## AIM OF THE EXERCISE
In every one of the records below, swap "along its edge" for "around its boundary" and keep everything else the same. Leave the pictures out of your answer.

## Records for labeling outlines

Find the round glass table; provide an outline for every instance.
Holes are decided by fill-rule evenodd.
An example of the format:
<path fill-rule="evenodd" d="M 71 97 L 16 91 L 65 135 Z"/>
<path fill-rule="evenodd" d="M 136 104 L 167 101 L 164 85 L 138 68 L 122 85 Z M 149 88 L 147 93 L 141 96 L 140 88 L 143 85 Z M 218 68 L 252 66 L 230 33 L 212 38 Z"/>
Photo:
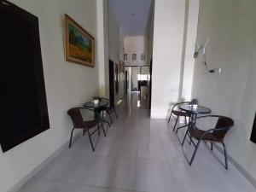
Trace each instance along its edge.
<path fill-rule="evenodd" d="M 191 114 L 207 114 L 212 112 L 210 108 L 203 106 L 198 106 L 196 108 L 193 108 L 192 105 L 180 105 L 178 108 Z"/>
<path fill-rule="evenodd" d="M 100 100 L 98 104 L 94 104 L 94 102 L 88 102 L 83 104 L 85 108 L 91 108 L 94 111 L 95 118 L 100 119 L 102 121 L 106 122 L 110 127 L 110 123 L 101 118 L 101 112 L 107 108 L 109 103 L 107 101 Z"/>
<path fill-rule="evenodd" d="M 203 106 L 197 106 L 196 108 L 194 108 L 192 107 L 192 105 L 190 105 L 190 104 L 182 104 L 182 105 L 179 105 L 178 108 L 180 110 L 185 111 L 186 113 L 188 113 L 189 114 L 189 120 L 188 125 L 178 127 L 176 130 L 176 132 L 177 132 L 177 130 L 184 128 L 186 126 L 188 126 L 189 128 L 195 127 L 195 123 L 196 123 L 197 114 L 207 114 L 207 113 L 210 113 L 212 112 L 212 110 L 210 108 L 207 108 Z"/>

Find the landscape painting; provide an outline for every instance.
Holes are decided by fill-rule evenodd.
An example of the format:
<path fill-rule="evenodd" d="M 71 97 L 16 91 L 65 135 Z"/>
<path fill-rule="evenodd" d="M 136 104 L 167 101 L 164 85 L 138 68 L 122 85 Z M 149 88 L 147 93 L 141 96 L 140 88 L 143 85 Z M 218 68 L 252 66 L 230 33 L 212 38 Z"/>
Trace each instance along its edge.
<path fill-rule="evenodd" d="M 78 23 L 65 15 L 66 61 L 95 66 L 95 40 Z"/>

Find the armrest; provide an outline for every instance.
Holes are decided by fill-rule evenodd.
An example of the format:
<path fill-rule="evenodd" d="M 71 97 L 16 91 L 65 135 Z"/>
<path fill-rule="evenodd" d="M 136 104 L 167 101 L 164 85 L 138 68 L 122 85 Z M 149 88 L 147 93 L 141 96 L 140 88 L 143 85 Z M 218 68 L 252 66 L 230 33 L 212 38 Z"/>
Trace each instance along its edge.
<path fill-rule="evenodd" d="M 222 128 L 213 128 L 213 129 L 210 129 L 206 131 L 206 132 L 204 134 L 202 134 L 200 137 L 200 139 L 202 139 L 204 137 L 204 136 L 206 136 L 207 134 L 212 132 L 212 131 L 223 131 L 223 130 L 226 130 L 229 129 L 229 126 L 226 127 L 222 127 Z"/>
<path fill-rule="evenodd" d="M 182 105 L 182 104 L 190 104 L 190 102 L 177 102 L 173 105 L 172 108 L 172 112 L 173 111 L 174 108 L 177 105 Z"/>
<path fill-rule="evenodd" d="M 221 116 L 221 115 L 215 115 L 215 114 L 208 114 L 208 115 L 199 116 L 196 119 L 207 118 L 207 117 L 220 118 L 220 117 L 223 117 L 223 116 Z"/>

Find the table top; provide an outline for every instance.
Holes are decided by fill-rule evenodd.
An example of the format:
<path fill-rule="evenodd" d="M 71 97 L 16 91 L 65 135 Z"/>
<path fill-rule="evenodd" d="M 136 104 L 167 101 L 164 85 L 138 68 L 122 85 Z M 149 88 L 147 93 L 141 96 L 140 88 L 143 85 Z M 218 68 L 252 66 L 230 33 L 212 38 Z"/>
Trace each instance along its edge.
<path fill-rule="evenodd" d="M 84 108 L 104 108 L 108 105 L 108 102 L 107 101 L 99 101 L 98 104 L 94 104 L 93 102 L 88 102 L 83 104 Z"/>
<path fill-rule="evenodd" d="M 193 108 L 192 105 L 189 104 L 183 104 L 179 105 L 178 108 L 181 110 L 186 111 L 189 113 L 210 113 L 212 111 L 210 108 L 207 108 L 203 106 L 197 106 L 197 108 Z"/>

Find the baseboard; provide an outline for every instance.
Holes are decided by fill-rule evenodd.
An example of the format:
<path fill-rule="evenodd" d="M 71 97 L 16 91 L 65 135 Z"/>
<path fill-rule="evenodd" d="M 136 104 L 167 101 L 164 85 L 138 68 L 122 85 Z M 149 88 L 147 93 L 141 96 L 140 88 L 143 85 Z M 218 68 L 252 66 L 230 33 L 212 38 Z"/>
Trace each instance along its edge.
<path fill-rule="evenodd" d="M 79 135 L 80 131 L 73 136 L 74 141 Z M 39 166 L 34 168 L 31 172 L 29 172 L 26 176 L 21 178 L 16 184 L 15 184 L 8 192 L 17 192 L 20 188 L 26 184 L 32 177 L 34 177 L 38 172 L 40 172 L 51 160 L 53 160 L 55 156 L 61 154 L 61 151 L 67 149 L 68 148 L 69 141 L 65 143 L 59 149 L 54 152 L 51 155 L 49 155 L 46 160 L 44 160 Z"/>
<path fill-rule="evenodd" d="M 216 148 L 222 155 L 224 154 L 223 149 L 218 146 L 214 145 Z M 228 154 L 228 160 L 256 188 L 256 179 L 253 178 L 244 168 L 242 168 L 230 155 Z"/>

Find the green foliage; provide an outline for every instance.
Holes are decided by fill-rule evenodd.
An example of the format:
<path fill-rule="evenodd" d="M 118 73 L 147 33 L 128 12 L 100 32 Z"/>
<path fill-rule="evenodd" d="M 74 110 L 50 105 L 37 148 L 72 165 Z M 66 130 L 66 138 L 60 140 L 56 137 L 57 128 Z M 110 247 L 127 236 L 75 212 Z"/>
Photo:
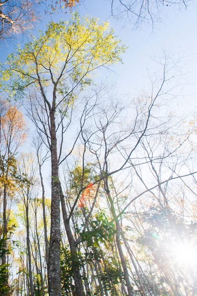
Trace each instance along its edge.
<path fill-rule="evenodd" d="M 80 252 L 72 255 L 68 247 L 62 247 L 60 266 L 63 295 L 68 295 L 74 290 L 74 286 L 72 284 L 73 268 L 77 267 L 79 270 L 84 263 L 84 259 Z"/>
<path fill-rule="evenodd" d="M 92 221 L 92 230 L 82 231 L 80 235 L 82 242 L 86 242 L 88 247 L 99 247 L 100 243 L 104 243 L 105 246 L 110 242 L 113 242 L 116 230 L 114 223 L 109 222 L 103 212 L 100 212 Z"/>
<path fill-rule="evenodd" d="M 110 282 L 114 285 L 118 285 L 124 280 L 124 273 L 120 268 L 108 262 L 103 274 L 100 275 L 100 278 L 105 283 L 107 290 L 110 291 L 111 289 Z"/>
<path fill-rule="evenodd" d="M 72 101 L 72 90 L 90 85 L 95 70 L 121 61 L 126 48 L 120 41 L 109 23 L 97 18 L 81 20 L 74 13 L 68 22 L 51 22 L 38 37 L 9 55 L 1 69 L 4 90 L 21 99 L 27 87 L 55 83 L 59 95 Z"/>
<path fill-rule="evenodd" d="M 1 238 L 0 240 L 0 258 L 2 258 L 4 254 L 9 254 L 9 251 L 5 249 L 5 242 L 8 240 L 7 238 Z M 7 293 L 10 290 L 10 287 L 5 283 L 7 282 L 8 267 L 9 264 L 6 264 L 3 265 L 0 264 L 0 294 Z"/>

## FULL RESPONSE
Find the round glass table; provide an outline for every instance.
Holes are decided by fill-rule evenodd.
An example of the format:
<path fill-rule="evenodd" d="M 71 97 L 16 91 L 65 135 Z"/>
<path fill-rule="evenodd" d="M 136 104 L 167 101 L 164 85 L 138 68 L 122 85 Z M 149 88 L 147 93 L 141 96 L 140 88 L 143 85 Z M 218 68 L 252 66 L 230 33 L 212 38 Z"/>
Photo:
Trace each instance around its boundary.
<path fill-rule="evenodd" d="M 191 114 L 207 114 L 212 112 L 210 108 L 203 106 L 198 106 L 196 108 L 193 108 L 192 105 L 180 105 L 178 108 Z"/>
<path fill-rule="evenodd" d="M 100 100 L 98 104 L 94 104 L 94 102 L 88 102 L 83 104 L 85 108 L 91 108 L 94 111 L 95 118 L 100 119 L 102 121 L 106 122 L 110 127 L 110 123 L 101 118 L 101 112 L 107 108 L 109 103 L 107 101 Z"/>
<path fill-rule="evenodd" d="M 203 106 L 197 106 L 196 108 L 194 108 L 192 107 L 192 105 L 190 105 L 190 104 L 182 104 L 182 105 L 179 105 L 178 108 L 180 110 L 185 111 L 186 113 L 188 113 L 189 114 L 189 120 L 188 125 L 178 127 L 176 130 L 176 132 L 177 132 L 177 130 L 184 128 L 186 126 L 188 126 L 189 128 L 195 127 L 195 123 L 196 123 L 197 114 L 207 114 L 207 113 L 210 113 L 212 112 L 212 110 L 210 108 L 207 108 Z"/>

Find the landscape painting; provide an outline for every instance.
Holes are decided by fill-rule evenodd.
An example of the format:
<path fill-rule="evenodd" d="M 71 97 L 16 91 L 65 135 Z"/>
<path fill-rule="evenodd" d="M 136 104 L 167 101 L 164 85 L 138 68 L 122 85 Z M 149 88 L 147 93 L 141 96 L 140 88 L 143 85 Z M 218 68 L 252 66 L 230 33 L 212 38 Z"/>
Trace each instance around its boundary.
<path fill-rule="evenodd" d="M 78 23 L 65 15 L 66 61 L 95 66 L 95 40 Z"/>

Find the armrest; provide an outline for every instance.
Holes are decided by fill-rule evenodd.
An example of the format:
<path fill-rule="evenodd" d="M 71 97 L 16 91 L 65 135 Z"/>
<path fill-rule="evenodd" d="M 136 104 L 167 101 L 164 85 L 138 68 L 122 85 Z M 149 88 L 147 93 L 141 96 L 140 88 L 143 85 Z M 218 68 L 252 66 L 230 33 L 212 38 Z"/>
Trace each instance around its boundary.
<path fill-rule="evenodd" d="M 222 128 L 213 128 L 213 129 L 210 129 L 206 131 L 206 132 L 204 134 L 202 134 L 200 137 L 200 139 L 202 139 L 204 137 L 204 136 L 206 136 L 207 134 L 212 132 L 212 131 L 223 131 L 223 130 L 226 130 L 229 129 L 229 126 L 226 127 L 222 127 Z"/>
<path fill-rule="evenodd" d="M 182 105 L 182 104 L 190 104 L 190 102 L 177 102 L 173 105 L 172 108 L 172 112 L 173 111 L 174 108 L 177 105 Z"/>
<path fill-rule="evenodd" d="M 221 116 L 221 115 L 215 115 L 215 114 L 208 114 L 208 115 L 199 116 L 196 119 L 207 118 L 207 117 L 220 118 L 220 117 L 223 117 L 223 116 Z"/>

Find the table top; provide an outline for every instance.
Holes are decided by fill-rule evenodd.
An example of the format:
<path fill-rule="evenodd" d="M 71 97 L 16 91 L 65 135 Z"/>
<path fill-rule="evenodd" d="M 136 104 L 167 101 L 164 85 L 138 68 L 122 85 Z M 149 88 L 147 93 L 141 96 L 140 88 L 143 85 Z M 218 68 L 252 66 L 230 33 L 212 38 Z"/>
Trace each instance around its boundary.
<path fill-rule="evenodd" d="M 84 108 L 104 108 L 108 105 L 108 102 L 107 101 L 99 101 L 98 104 L 94 104 L 93 102 L 88 102 L 83 104 Z"/>
<path fill-rule="evenodd" d="M 193 108 L 192 105 L 189 104 L 183 104 L 179 105 L 178 108 L 181 110 L 186 111 L 189 113 L 210 113 L 212 111 L 210 108 L 207 108 L 203 106 L 197 106 L 197 108 Z"/>

Find the baseboard; provide an outline for every instance.
Holes are decided by fill-rule evenodd.
An example of the format:
<path fill-rule="evenodd" d="M 71 97 L 16 91 L 65 135 Z"/>
<path fill-rule="evenodd" d="M 136 104 L 167 101 L 164 85 L 138 68 L 122 85 Z M 149 88 L 147 93 L 141 96 L 140 88 L 143 85 Z M 218 68 L 252 66 L 230 33 L 212 38 Z"/>
Trace each instance around its boundary.
<path fill-rule="evenodd" d="M 79 135 L 80 131 L 73 136 L 74 141 Z M 39 166 L 34 168 L 31 172 L 29 172 L 26 176 L 21 178 L 16 184 L 15 184 L 8 192 L 17 192 L 20 188 L 26 184 L 32 177 L 34 177 L 38 172 L 40 172 L 51 160 L 53 160 L 55 156 L 61 154 L 61 151 L 67 149 L 68 148 L 69 141 L 65 143 L 59 149 L 54 152 L 51 155 L 49 155 L 46 160 L 44 160 Z"/>
<path fill-rule="evenodd" d="M 216 148 L 222 155 L 224 154 L 223 149 L 218 146 L 214 145 Z M 228 154 L 228 160 L 256 188 L 256 179 L 253 178 L 244 168 L 242 168 L 230 155 Z"/>

Find the green foliage; provide an outline for every instance.
Holes are decided by fill-rule evenodd.
An example of the format:
<path fill-rule="evenodd" d="M 118 73 L 147 33 L 128 12 L 100 32 Z"/>
<path fill-rule="evenodd" d="M 74 110 L 50 105 L 37 148 L 72 165 Z M 66 130 L 66 138 L 60 140 L 56 137 L 57 128 Z M 110 247 L 127 236 L 75 212 Z"/>
Photo:
Trace each instance around its boundary.
<path fill-rule="evenodd" d="M 80 252 L 72 255 L 68 247 L 62 247 L 60 266 L 63 295 L 68 295 L 74 290 L 74 286 L 72 284 L 73 268 L 77 267 L 79 270 L 84 263 L 84 259 Z"/>
<path fill-rule="evenodd" d="M 92 221 L 92 230 L 82 231 L 80 235 L 82 242 L 86 242 L 88 247 L 99 247 L 100 243 L 104 243 L 105 246 L 110 242 L 113 242 L 116 230 L 114 223 L 109 222 L 103 212 L 100 212 Z"/>
<path fill-rule="evenodd" d="M 110 282 L 114 285 L 118 285 L 124 280 L 124 273 L 120 268 L 108 262 L 103 274 L 100 275 L 100 278 L 105 283 L 107 290 L 110 291 L 111 289 Z"/>
<path fill-rule="evenodd" d="M 72 101 L 72 90 L 90 85 L 95 70 L 121 61 L 126 48 L 120 41 L 109 23 L 97 18 L 81 20 L 74 13 L 68 22 L 51 22 L 38 37 L 9 55 L 1 69 L 4 90 L 21 99 L 27 87 L 55 83 L 59 95 Z"/>
<path fill-rule="evenodd" d="M 1 238 L 0 240 L 0 258 L 2 258 L 4 254 L 9 254 L 9 251 L 5 249 L 5 242 L 8 240 L 7 238 Z M 7 293 L 10 290 L 10 287 L 5 283 L 7 282 L 8 267 L 9 264 L 6 264 L 3 265 L 0 264 L 0 294 Z"/>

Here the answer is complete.